## EXCERPT TO READ
-- Opening Marker --

Natural sleep aids contain different ingredients, which may or may not be particularly helpful to you if you’re using them to help you sleep. Read through the following buyer’s guide to understand more about how natural sleep aids work.
What are natural sleep aids?
Natural sleep supplements contain natural, dietary and herbal ingredients that have been shown to aid in relaxation or sleep. They are distinct from both over-the-counter sleep aids, which are usually antihistamine medications, and prescription sleeping pills, which are doxepin and zolpidem drugs requiring a prescription.
Natural sleep supplements are similar to OTC sleep aids in that neither has been proven effective as a long-term treatment for insomnia. Both are designed as a temporary solution to treat short-term sleeplessness, such as that experienced during jet lag. Prescription sleep medication, on the other hand, is prescribed for chronic insomnia. It has the strongest—at times dangerous—side effects, which is why these sleeping pills require a prescription.
Many people prefer natural sleep supplements over OTC sleep aids because they have a lower chemical content and a lower risk of overdose or dependence. For example, it’s not possible to overdose on melatonin, although if you take too much you will experience uncomfortable side effects, such as headaches or stomach cramps. Natural sleep aids are also considered safe to use for a wider range of people than OTC sleep aids, simply because they have less chemicals.
In this guide, we’re focusing on natural sleep aids exclusively. To learn more about other options, visit our guides to Prescription Sleep Medications and the Best OTC Sleep Aids.
Natural sleep aid ingredients
Natural sleep supplements contain naturally-sourced ingredients that induce sleep. When you shop for natural sleep aids, you may find the below ingredients available as individual supplements, or combined with others as part of a formula.

-- Closing Marker --

[Collected data]
-- Opening Marker --

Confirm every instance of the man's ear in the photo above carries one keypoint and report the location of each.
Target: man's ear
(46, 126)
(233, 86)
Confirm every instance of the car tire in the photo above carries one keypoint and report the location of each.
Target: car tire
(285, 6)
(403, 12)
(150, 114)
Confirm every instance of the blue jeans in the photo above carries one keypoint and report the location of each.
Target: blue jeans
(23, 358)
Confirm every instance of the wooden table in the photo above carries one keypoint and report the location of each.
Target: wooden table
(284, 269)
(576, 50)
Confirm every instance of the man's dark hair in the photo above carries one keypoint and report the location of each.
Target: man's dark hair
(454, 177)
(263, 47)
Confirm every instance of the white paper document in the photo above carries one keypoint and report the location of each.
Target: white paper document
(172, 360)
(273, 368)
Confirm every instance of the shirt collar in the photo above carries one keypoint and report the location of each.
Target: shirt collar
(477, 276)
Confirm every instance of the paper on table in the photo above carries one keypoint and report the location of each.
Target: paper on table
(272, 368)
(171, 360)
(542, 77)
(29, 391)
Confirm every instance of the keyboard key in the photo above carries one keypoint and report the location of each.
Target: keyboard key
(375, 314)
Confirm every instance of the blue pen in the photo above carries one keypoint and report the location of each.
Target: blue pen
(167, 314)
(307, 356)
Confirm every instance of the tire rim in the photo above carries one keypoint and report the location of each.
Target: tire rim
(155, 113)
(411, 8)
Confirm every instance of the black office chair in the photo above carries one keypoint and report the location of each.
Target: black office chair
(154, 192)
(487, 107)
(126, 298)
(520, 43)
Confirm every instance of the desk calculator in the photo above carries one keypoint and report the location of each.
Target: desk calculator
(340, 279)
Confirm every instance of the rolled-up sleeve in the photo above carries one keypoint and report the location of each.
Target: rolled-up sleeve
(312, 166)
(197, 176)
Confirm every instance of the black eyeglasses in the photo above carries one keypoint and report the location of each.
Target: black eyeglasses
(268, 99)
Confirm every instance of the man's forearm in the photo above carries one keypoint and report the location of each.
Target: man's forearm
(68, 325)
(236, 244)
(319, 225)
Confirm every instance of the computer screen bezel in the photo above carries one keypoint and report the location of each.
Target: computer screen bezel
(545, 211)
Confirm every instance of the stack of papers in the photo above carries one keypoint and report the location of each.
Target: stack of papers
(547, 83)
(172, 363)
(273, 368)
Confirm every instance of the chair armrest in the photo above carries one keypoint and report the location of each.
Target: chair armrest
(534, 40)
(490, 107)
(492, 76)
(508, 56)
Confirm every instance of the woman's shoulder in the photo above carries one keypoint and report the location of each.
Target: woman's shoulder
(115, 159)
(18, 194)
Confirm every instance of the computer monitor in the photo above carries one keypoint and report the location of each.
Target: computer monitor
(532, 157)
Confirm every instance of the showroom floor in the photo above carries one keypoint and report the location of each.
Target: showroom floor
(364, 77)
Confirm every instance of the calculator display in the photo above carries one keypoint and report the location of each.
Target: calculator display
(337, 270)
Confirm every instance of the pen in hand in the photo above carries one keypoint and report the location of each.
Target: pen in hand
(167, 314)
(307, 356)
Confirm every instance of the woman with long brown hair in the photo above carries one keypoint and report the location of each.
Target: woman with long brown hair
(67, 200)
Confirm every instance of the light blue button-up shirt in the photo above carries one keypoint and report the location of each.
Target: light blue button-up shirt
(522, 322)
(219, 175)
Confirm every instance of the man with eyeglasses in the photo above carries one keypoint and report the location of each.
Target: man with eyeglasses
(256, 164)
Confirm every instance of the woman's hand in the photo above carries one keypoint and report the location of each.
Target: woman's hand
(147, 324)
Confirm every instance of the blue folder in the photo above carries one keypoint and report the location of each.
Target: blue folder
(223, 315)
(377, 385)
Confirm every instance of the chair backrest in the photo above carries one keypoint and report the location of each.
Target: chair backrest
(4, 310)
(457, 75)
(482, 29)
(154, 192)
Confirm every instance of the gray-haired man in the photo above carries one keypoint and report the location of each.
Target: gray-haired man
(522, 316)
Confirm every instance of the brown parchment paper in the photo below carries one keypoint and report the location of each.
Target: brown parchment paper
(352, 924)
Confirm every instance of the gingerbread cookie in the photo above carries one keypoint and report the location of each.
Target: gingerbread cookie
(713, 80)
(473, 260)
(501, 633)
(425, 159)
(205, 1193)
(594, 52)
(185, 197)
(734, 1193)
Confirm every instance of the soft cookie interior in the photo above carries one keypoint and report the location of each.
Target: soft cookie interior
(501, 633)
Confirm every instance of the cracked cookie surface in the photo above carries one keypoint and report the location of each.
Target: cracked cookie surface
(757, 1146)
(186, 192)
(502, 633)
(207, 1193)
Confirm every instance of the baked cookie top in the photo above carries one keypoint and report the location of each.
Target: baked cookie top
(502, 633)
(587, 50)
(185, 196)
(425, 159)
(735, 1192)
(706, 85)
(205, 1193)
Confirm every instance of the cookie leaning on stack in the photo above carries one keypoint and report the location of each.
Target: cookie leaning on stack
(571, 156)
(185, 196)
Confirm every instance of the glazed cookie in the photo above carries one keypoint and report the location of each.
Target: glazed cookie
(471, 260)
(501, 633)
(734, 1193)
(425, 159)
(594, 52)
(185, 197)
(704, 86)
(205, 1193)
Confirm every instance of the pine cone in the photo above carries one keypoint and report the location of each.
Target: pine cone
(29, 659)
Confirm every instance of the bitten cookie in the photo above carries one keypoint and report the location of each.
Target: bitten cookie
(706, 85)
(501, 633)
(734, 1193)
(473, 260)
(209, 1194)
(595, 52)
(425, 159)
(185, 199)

-- Closing Marker --

## WHAT TO WORK ON
1. Transcribe the natural sleep aids guide word for word between "Natural sleep supplements contain natural, dietary" and "requiring a prescription.", inclusive.
2. In the natural sleep aids guide, what kind of medication are over-the-counter sleep aids usually?

## RESPONSES
1.
Natural sleep supplements contain natural, dietary and herbal ingredients that have been shown to aid in relaxation or sleep. They are distinct from both over-the-counter sleep aids, which are usually antihistamine medications, and prescription sleeping pills, which are doxepin and zolpidem drugs requiring a prescription.

2. Antihistamine medications.